## Aim of the task
Take the entries that follow and return only the lines from the one with "find | blue sky" through the final line, leaving every picture behind.

#### Given records ####

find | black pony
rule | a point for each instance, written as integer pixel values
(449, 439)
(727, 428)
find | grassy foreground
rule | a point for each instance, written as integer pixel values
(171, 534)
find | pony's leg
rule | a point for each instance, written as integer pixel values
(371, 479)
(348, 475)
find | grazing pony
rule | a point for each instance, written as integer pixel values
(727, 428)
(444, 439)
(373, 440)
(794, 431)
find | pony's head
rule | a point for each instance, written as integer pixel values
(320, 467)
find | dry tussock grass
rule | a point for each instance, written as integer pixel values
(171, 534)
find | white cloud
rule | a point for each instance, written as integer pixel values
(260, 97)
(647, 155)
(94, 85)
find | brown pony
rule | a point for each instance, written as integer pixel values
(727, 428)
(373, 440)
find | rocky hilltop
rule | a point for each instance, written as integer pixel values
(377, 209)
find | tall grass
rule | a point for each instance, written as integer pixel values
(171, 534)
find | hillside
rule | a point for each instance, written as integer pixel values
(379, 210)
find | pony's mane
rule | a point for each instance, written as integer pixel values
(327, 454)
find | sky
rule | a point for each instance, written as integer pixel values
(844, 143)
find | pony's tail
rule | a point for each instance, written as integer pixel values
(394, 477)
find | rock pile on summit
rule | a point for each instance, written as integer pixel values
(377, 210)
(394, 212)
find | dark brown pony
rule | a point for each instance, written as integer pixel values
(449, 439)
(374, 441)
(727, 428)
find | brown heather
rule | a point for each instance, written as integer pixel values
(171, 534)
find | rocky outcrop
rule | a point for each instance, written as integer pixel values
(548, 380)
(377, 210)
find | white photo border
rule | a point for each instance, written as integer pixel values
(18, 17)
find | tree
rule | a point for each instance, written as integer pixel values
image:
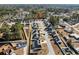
(54, 20)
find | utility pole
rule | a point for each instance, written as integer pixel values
(29, 40)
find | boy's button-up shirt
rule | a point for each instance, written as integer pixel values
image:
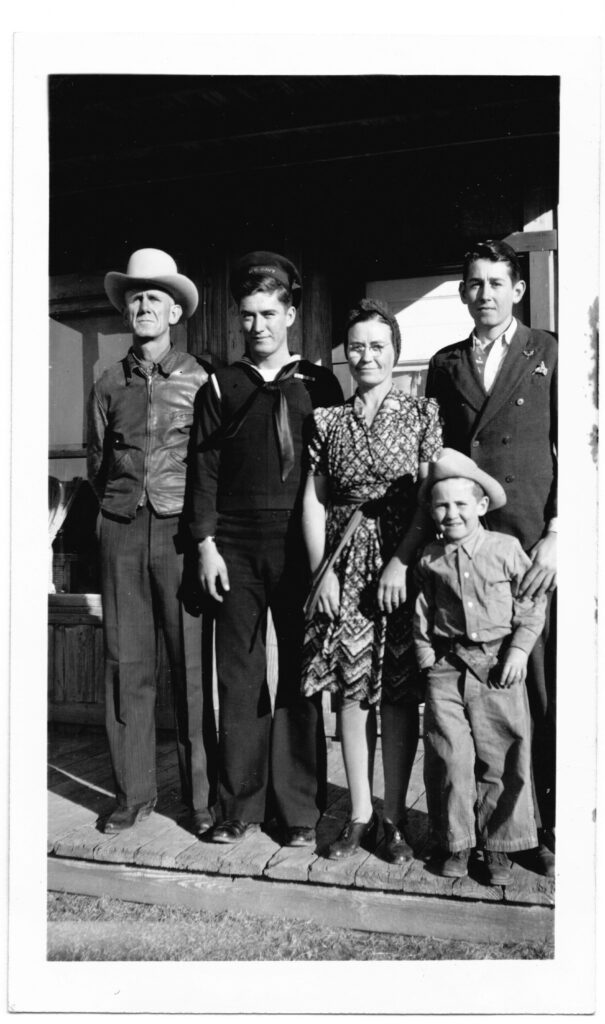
(469, 591)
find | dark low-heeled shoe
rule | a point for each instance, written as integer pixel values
(354, 835)
(232, 830)
(397, 849)
(127, 815)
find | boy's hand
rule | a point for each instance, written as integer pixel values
(392, 586)
(329, 595)
(542, 574)
(514, 669)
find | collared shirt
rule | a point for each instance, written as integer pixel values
(469, 591)
(139, 422)
(489, 355)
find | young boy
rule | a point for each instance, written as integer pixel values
(473, 636)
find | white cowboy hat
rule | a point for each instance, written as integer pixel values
(451, 463)
(152, 268)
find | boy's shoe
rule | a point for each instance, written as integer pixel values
(456, 865)
(499, 867)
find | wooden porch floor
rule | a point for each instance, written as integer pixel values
(80, 794)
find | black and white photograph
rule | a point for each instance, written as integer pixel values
(293, 679)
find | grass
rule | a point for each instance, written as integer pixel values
(83, 928)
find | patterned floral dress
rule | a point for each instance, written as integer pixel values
(376, 467)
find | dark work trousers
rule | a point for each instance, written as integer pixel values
(542, 692)
(265, 763)
(141, 577)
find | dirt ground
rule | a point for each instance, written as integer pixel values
(82, 928)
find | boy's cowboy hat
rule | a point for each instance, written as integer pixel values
(149, 268)
(451, 463)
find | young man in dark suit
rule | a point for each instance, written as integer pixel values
(498, 395)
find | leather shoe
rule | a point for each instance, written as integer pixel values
(354, 835)
(397, 849)
(456, 865)
(127, 815)
(201, 821)
(300, 836)
(232, 830)
(499, 867)
(543, 860)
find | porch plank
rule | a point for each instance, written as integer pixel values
(331, 906)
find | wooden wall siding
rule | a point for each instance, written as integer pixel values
(76, 665)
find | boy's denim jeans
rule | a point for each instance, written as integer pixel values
(477, 757)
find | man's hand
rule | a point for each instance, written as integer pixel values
(514, 669)
(329, 595)
(392, 587)
(212, 568)
(542, 574)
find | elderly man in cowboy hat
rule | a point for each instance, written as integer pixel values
(139, 418)
(247, 519)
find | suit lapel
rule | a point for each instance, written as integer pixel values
(465, 376)
(515, 366)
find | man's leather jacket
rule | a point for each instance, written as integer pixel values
(139, 423)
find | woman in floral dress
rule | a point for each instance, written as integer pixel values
(362, 528)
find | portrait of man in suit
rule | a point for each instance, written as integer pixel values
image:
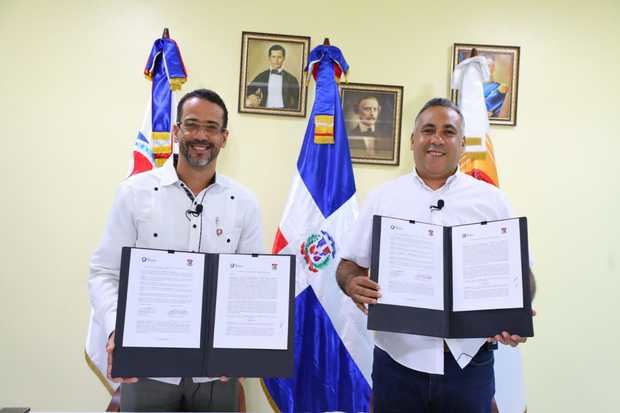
(274, 87)
(372, 119)
(368, 111)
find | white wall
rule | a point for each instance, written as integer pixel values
(72, 97)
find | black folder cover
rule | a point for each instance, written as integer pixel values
(448, 323)
(206, 361)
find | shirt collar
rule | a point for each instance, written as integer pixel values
(168, 173)
(451, 179)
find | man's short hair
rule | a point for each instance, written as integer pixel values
(363, 98)
(277, 47)
(204, 94)
(443, 102)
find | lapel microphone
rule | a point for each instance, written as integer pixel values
(440, 204)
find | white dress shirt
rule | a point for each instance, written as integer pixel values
(466, 200)
(274, 90)
(150, 211)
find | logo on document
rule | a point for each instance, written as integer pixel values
(318, 250)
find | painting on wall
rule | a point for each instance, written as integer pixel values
(373, 117)
(501, 90)
(272, 76)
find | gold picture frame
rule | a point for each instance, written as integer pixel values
(373, 116)
(273, 62)
(502, 89)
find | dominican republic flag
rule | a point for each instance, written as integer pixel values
(166, 72)
(479, 162)
(333, 348)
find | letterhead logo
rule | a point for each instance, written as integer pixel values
(318, 250)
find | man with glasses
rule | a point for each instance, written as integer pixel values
(184, 205)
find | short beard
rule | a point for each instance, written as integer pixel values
(197, 163)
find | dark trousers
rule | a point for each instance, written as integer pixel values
(153, 396)
(397, 388)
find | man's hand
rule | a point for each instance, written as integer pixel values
(508, 339)
(110, 348)
(354, 282)
(362, 291)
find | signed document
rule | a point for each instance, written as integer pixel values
(465, 281)
(164, 299)
(251, 307)
(486, 266)
(411, 267)
(184, 314)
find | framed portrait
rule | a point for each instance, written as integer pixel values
(501, 91)
(372, 118)
(272, 80)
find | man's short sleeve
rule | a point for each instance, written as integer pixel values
(358, 243)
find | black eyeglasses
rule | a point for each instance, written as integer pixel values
(192, 127)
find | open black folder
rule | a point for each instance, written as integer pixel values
(205, 359)
(445, 322)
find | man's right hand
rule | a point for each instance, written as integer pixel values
(110, 348)
(362, 291)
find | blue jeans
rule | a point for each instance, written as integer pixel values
(397, 388)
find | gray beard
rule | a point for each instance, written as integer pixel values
(197, 163)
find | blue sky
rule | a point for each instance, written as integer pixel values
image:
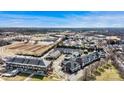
(61, 19)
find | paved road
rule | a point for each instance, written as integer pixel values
(29, 77)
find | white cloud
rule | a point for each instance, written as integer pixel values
(94, 19)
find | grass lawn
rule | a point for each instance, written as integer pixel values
(110, 74)
(19, 77)
(41, 78)
(37, 78)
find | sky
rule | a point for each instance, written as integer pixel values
(71, 19)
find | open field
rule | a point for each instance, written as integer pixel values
(110, 74)
(28, 48)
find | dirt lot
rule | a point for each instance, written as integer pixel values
(19, 77)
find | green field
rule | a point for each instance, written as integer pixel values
(110, 74)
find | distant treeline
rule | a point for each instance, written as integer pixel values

####

## Task output
find | blue sky
rule | a point for each instance, written as integer pixel values
image:
(61, 19)
find | paved road
rule | a point for each instance, written as integer pixel values
(29, 77)
find | white cloud
rule | a point for each instance, written as integer pixel values
(94, 19)
find | grass lawn
rule | a point for each instance, written as integer pixel values
(110, 74)
(19, 77)
(41, 78)
(37, 78)
find | sky
rule | a point for each instance, written as integer pixel values
(71, 19)
find | open field
rule | a point for each instance, written as integer pixel values
(110, 74)
(28, 48)
find | dirt lot
rule | a point for each instance, written as integer pixel values
(19, 77)
find | green field
rule | a point for each instance, written as integer pixel values
(110, 74)
find | distant treeline
rule | a point for each instance, written as integer pixel values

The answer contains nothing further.